» **EXTRACTED RECORDS**
=-=-=-=-=

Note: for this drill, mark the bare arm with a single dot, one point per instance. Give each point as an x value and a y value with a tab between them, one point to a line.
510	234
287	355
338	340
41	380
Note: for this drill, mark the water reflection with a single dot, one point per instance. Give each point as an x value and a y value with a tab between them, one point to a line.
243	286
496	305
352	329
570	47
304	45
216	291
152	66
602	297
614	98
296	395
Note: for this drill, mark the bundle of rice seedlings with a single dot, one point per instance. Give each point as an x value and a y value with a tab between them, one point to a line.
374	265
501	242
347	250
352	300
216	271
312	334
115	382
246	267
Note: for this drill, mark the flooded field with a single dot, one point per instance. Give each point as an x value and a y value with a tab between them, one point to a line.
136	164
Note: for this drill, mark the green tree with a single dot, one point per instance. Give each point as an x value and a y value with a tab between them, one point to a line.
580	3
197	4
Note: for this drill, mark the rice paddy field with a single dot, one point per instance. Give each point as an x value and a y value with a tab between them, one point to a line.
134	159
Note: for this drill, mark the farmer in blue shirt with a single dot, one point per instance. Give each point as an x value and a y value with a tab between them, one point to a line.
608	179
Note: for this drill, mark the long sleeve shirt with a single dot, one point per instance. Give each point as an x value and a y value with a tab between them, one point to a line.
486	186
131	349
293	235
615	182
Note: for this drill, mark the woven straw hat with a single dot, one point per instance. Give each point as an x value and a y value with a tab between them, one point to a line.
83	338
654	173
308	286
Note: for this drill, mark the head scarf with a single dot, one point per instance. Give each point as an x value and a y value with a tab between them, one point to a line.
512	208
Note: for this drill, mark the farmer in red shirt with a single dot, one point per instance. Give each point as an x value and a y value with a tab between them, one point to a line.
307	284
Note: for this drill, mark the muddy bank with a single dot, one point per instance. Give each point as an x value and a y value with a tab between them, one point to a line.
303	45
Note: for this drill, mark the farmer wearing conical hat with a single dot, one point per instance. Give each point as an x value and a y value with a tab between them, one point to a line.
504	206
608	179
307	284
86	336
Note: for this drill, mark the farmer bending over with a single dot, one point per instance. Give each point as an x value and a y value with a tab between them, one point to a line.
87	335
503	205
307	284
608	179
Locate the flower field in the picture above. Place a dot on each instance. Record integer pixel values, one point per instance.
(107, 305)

=-=-=-=-=

» **INSTRUCTION**
Copy out all of the material above exactly, line for line, without changing anything.

» **THE SOLUTION**
Note: for this drill, mark the bare arm with a single dot, one point per instance. Give each point as an x value and a y value with a tab between them, one point to a line.
510	234
287	355
338	340
41	380
Note: for this drill, mark the water reflection with a single dot, one point per instance. Give each point as an x value and a y value with a tab between them, one point to a line.
243	286
496	305
352	329
570	47
304	45
216	291
152	66
602	297
614	98
296	395
Note: for this drill, mark the bundle of rice seedlings with a single dot, one point per instance. Give each point as an x value and a y value with a tab between them, one point to a line.
374	265
501	242
347	250
352	300
216	271
312	334
115	382
246	267
Note: for this drill, mark the flooded field with a single dot, one point per instance. Give each point as an x value and a y value with a tab between them, one point to a line.
136	164
Note: for this drill, mark the green tree with a single dot, one point per instance. Give each point as an x value and a y value with a tab between them, one point to a line.
580	3
197	4
Note: for this drill, mark the rice paddy field with a single dot, one point per instance. Give each point as an x value and a y value with a tab between them, one point to a line.
134	159
Note: for this drill, mark the farmer in blue shirt with a single dot, one point per instance. Give each point as an x value and a y value with a tab between them, one point to a line.
608	179
Note: for this drill, mark the long sleeve shirt with a single dot, one point per instance. Give each point as an x value and a y value with a tab between them, one point to a line.
486	186
131	349
293	235
615	182
Note: for this drill, mark the woven straw hat with a single dot, one point per instance. Give each point as an x value and a y value with a tab between them, one point to a line.
83	338
654	173
308	286
Note: for this drill, mark the head scarf with a single dot, one point per instance. Give each point as an x value and a y value with a tab between them, one point to a line.
512	208
Note: for this drill, mark the farmer in red shirt with a single dot, one point per instance. Give each point as an x value and a y value with a tab between them, one point to a line.
307	284
Note: for this drill, mark the muddy bank with a single dot, one point per instance. Give each point as an x value and a y value with a tab between them, one point to a line.
303	45
Note: for this drill, mark the farmer wearing conical hat with a single dot, one point per instance. Give each point as an x value and a y value with a tab between them, one point to a line.
504	206
608	179
307	284
86	336
Note: for this drill, mark the farmer bending over with a single dot, one point per instance. Give each point as an x value and a y value with a tab between them, one point to a line.
87	335
503	205
307	284
608	179
Locate the flower field in the picture above. Place a dot on each instance. Record integer pixel values, one point per instance.
(107, 305)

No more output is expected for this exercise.